* _Exercise instructions_: How many lines in the entries below contain the word "bare"? Reply with the number alone.

_ _ _ _ _

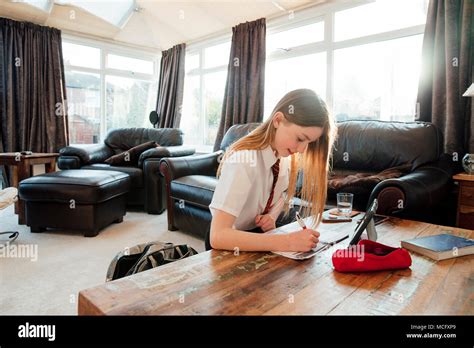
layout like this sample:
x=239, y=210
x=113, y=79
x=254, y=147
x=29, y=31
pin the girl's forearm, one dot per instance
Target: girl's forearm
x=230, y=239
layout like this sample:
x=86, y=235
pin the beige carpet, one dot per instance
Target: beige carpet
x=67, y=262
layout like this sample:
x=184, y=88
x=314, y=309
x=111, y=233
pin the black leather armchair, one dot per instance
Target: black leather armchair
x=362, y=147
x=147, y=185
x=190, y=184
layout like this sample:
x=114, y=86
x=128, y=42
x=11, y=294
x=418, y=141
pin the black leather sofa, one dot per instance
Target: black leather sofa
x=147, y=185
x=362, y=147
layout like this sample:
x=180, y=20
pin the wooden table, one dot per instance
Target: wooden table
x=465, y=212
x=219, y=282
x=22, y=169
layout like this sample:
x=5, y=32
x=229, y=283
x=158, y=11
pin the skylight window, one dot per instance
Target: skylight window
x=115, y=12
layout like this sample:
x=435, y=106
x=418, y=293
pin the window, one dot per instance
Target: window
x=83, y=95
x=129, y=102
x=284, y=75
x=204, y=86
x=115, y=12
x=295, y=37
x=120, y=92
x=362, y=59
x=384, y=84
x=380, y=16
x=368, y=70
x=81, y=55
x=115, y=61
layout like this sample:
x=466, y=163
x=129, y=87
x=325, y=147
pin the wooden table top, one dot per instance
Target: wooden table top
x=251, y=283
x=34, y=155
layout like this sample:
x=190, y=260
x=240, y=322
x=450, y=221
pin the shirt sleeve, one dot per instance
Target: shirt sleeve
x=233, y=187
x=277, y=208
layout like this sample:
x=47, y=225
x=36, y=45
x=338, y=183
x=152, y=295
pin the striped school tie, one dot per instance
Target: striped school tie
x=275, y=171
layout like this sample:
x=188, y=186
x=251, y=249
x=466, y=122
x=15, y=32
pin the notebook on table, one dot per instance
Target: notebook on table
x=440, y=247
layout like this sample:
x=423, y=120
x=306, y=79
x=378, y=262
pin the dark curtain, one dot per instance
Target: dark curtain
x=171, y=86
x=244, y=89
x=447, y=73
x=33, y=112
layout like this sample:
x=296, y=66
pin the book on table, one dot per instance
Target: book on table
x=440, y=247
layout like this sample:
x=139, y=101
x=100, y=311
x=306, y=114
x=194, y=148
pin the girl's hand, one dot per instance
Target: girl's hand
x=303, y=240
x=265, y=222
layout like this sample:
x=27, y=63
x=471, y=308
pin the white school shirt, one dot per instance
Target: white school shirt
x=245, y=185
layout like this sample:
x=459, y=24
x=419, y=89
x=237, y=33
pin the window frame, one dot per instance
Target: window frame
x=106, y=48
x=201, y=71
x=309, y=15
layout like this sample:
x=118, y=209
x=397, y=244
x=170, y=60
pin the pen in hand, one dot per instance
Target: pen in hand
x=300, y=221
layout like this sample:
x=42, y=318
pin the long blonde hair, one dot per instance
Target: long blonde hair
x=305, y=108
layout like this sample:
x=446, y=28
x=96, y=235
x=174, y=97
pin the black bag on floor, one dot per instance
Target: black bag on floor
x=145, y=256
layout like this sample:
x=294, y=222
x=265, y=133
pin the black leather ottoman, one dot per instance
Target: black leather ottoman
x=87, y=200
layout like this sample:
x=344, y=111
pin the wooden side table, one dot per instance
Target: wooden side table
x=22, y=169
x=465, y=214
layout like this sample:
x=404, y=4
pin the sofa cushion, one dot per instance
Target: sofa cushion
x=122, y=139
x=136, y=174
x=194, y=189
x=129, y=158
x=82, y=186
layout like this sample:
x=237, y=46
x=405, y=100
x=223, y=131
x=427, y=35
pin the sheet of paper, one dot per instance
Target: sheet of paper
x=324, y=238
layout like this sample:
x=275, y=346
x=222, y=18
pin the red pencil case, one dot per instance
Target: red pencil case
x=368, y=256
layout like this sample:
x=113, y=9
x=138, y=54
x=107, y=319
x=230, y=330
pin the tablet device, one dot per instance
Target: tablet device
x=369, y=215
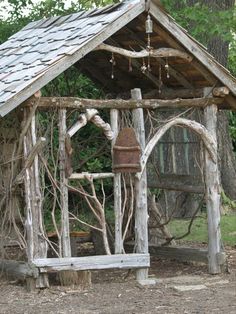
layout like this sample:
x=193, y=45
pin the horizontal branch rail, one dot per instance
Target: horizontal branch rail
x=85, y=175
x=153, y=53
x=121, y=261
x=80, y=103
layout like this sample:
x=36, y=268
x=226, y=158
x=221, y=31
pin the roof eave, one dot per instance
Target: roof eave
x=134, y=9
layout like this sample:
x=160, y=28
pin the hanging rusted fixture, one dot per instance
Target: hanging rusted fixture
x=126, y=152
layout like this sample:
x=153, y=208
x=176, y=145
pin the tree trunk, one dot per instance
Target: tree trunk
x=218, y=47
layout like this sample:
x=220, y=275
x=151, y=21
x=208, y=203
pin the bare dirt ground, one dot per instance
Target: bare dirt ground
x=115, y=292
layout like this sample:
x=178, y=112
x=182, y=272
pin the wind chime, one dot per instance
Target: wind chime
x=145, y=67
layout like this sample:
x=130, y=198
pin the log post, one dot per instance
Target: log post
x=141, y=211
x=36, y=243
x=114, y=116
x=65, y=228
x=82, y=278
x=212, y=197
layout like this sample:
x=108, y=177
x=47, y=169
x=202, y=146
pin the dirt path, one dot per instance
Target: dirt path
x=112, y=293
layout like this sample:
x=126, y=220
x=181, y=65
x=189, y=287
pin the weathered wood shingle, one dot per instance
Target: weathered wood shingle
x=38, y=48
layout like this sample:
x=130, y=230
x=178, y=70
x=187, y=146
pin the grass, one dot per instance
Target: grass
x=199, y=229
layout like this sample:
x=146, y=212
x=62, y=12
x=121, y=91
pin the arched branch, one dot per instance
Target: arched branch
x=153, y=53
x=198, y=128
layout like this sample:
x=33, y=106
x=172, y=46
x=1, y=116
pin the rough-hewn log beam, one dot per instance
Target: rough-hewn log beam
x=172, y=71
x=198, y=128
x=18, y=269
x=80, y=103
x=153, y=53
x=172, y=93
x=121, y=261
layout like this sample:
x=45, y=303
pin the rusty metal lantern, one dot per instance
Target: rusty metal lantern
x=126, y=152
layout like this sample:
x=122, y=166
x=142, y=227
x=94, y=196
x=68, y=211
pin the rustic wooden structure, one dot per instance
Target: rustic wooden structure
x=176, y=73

_ _ _ _ _

* _Solution for this exercise_: 2